▸ DO THIS: Would you restate, exactly as they appear, the lines from the one containing "A teaching note to the class: indicate the terracotta-colored" through the end of the data below?

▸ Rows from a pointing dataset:

##############################

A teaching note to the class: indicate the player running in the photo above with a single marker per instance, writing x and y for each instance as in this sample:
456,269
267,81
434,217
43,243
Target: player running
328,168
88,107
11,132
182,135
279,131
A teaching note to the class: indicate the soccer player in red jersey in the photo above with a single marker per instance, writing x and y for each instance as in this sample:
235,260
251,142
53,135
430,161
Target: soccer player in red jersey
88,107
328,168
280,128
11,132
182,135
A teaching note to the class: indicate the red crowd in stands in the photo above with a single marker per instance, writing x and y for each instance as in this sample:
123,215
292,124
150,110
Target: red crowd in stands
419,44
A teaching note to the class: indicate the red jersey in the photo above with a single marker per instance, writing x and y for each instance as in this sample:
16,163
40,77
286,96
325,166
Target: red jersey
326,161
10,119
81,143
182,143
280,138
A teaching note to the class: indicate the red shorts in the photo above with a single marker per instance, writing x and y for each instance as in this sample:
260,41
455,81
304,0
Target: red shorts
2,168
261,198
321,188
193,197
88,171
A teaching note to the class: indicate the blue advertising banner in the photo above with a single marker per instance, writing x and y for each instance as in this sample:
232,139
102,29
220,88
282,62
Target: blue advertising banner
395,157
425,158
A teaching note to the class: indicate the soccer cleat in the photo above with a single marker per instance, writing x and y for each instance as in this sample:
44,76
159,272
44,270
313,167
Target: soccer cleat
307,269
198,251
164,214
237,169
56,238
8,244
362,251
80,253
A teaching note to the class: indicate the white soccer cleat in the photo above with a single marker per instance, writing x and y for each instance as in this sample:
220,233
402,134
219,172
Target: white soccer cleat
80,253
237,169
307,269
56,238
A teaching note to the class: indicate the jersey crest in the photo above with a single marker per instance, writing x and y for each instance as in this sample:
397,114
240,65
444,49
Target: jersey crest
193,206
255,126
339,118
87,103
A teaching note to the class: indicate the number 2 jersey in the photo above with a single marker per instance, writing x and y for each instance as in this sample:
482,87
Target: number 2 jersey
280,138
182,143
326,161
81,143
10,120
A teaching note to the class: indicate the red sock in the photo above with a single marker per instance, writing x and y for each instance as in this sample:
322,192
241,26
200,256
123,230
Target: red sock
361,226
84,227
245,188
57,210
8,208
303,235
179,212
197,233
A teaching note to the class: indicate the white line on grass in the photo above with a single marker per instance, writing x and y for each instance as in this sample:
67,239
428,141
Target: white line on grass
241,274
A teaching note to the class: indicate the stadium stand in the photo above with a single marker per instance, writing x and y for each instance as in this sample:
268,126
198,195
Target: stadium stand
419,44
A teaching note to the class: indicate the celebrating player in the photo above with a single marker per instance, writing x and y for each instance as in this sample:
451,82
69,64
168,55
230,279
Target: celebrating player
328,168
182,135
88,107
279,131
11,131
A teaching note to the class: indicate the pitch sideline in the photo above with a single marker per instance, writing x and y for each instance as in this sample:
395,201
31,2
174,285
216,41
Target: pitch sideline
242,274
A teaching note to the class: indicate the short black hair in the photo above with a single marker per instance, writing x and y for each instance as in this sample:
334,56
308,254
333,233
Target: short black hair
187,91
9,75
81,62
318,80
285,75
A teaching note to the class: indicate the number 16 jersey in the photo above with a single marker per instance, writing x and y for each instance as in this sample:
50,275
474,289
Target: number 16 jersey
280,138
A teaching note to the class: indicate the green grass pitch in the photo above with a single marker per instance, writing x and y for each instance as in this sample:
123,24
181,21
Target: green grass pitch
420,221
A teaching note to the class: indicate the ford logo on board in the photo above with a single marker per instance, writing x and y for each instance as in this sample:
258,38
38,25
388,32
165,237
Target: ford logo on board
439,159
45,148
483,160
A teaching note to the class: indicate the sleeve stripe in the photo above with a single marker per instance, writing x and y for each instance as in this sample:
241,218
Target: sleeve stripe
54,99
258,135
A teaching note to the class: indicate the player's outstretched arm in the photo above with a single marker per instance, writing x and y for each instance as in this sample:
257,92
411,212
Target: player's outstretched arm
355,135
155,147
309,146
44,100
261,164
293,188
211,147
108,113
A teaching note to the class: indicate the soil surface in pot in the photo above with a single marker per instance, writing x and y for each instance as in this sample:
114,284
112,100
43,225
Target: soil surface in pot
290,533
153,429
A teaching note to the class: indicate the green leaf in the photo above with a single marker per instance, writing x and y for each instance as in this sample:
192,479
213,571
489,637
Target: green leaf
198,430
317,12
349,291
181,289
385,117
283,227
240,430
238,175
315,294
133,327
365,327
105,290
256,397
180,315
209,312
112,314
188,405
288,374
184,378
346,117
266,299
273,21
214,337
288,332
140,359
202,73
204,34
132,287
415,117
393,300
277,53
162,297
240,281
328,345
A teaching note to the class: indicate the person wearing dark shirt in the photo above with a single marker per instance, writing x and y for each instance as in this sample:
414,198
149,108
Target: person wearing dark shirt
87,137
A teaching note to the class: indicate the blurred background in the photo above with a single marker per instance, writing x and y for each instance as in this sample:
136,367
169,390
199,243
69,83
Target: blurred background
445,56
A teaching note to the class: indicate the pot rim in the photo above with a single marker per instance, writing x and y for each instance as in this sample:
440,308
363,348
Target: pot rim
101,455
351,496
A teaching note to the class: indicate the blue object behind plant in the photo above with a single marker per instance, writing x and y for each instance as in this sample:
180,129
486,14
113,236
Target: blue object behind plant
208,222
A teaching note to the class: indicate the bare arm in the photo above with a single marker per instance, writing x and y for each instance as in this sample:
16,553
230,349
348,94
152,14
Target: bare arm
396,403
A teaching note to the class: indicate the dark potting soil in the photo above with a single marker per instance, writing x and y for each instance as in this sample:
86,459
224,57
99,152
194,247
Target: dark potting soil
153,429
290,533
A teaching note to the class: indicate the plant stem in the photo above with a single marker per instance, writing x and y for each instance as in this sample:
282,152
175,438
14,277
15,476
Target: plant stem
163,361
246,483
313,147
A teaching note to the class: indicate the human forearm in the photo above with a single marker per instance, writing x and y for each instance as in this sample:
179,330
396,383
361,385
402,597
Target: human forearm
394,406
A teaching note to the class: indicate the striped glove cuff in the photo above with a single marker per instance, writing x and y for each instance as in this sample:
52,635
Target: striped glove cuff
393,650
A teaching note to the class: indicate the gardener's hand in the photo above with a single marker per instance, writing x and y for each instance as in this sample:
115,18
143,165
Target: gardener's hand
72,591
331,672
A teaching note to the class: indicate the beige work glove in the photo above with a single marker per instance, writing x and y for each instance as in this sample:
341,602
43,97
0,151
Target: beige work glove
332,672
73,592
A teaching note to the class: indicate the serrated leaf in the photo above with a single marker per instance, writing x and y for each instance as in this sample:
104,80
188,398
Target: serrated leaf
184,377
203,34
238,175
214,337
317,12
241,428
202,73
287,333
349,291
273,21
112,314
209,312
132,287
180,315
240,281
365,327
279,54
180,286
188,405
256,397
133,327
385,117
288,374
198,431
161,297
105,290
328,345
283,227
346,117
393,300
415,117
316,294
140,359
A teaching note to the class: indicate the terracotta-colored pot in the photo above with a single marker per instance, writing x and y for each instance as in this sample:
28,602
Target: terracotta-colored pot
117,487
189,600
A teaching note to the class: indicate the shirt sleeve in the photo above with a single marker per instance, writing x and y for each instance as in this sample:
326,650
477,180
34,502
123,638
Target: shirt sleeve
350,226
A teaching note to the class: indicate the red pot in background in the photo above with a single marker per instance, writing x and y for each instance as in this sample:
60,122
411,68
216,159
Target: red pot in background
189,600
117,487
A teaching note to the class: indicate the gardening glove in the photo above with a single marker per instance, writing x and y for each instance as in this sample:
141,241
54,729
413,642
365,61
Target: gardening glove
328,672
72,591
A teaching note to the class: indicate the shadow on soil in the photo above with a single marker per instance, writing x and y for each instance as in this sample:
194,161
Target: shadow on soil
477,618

##############################

▸ COMPLETED EXERCISE:
A teaching note to the class: indicate the terracotta-colored pot in the photo above with a single marker per instance, writing x and y for each instance as in this sample:
28,602
Target: terracotta-colored pot
117,487
189,600
A teaching note to the class: indicate the shirt sleeve in the photo above with a single marker per instance, writing x and y for each instance as in this sample:
326,650
477,180
34,502
123,638
Target: shirt sleeve
350,226
A teaching note to the class: indicate the red pot in background in the photo above with a single marker per instance, writing x and y for each instance as in this sample:
60,122
411,68
216,159
Target: red pot in background
189,600
117,487
A teaching note to the class: indicate the gardening glove in the photo above with a single marker per instance, writing x and y for each instance as in this sample:
141,241
54,729
413,642
365,61
Target: gardening glove
328,672
72,591
A teaching note to the class: indicate the shadow on soil in the photo above with a single marker per instance, writing x and y for each instance as in this sample:
194,161
Target: shadow on soil
477,618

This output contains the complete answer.